## Begin

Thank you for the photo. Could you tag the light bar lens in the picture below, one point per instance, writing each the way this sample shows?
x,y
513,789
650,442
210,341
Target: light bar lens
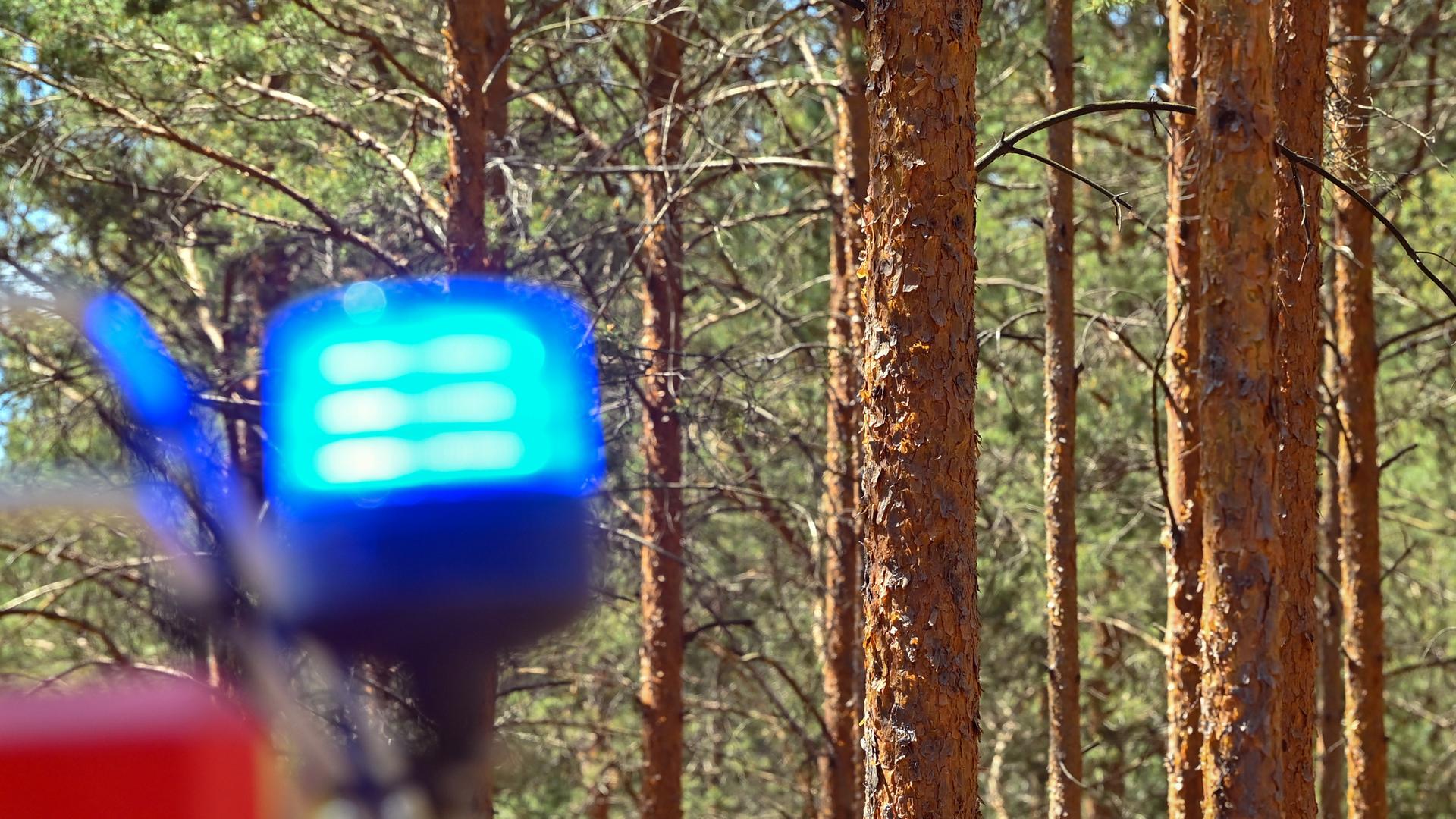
x,y
478,382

## End

Turn every line of the entries above into a Markdown table with the columns Row and Line, numbering each row and skipping blank lines. Leave the pictures out of the table.

Completed exercise:
| Row | Line |
|---|---|
| 1 | Thank you for the photo. Could you tag the light bar lens in the picture below, one point per instance, writing each the way this sample shows? |
| 2 | x,y |
| 3 | 513,789 |
| 4 | 650,442 |
| 5 | 210,341 |
| 6 | Target: light bar lens |
| 7 | x,y |
| 8 | 478,382 |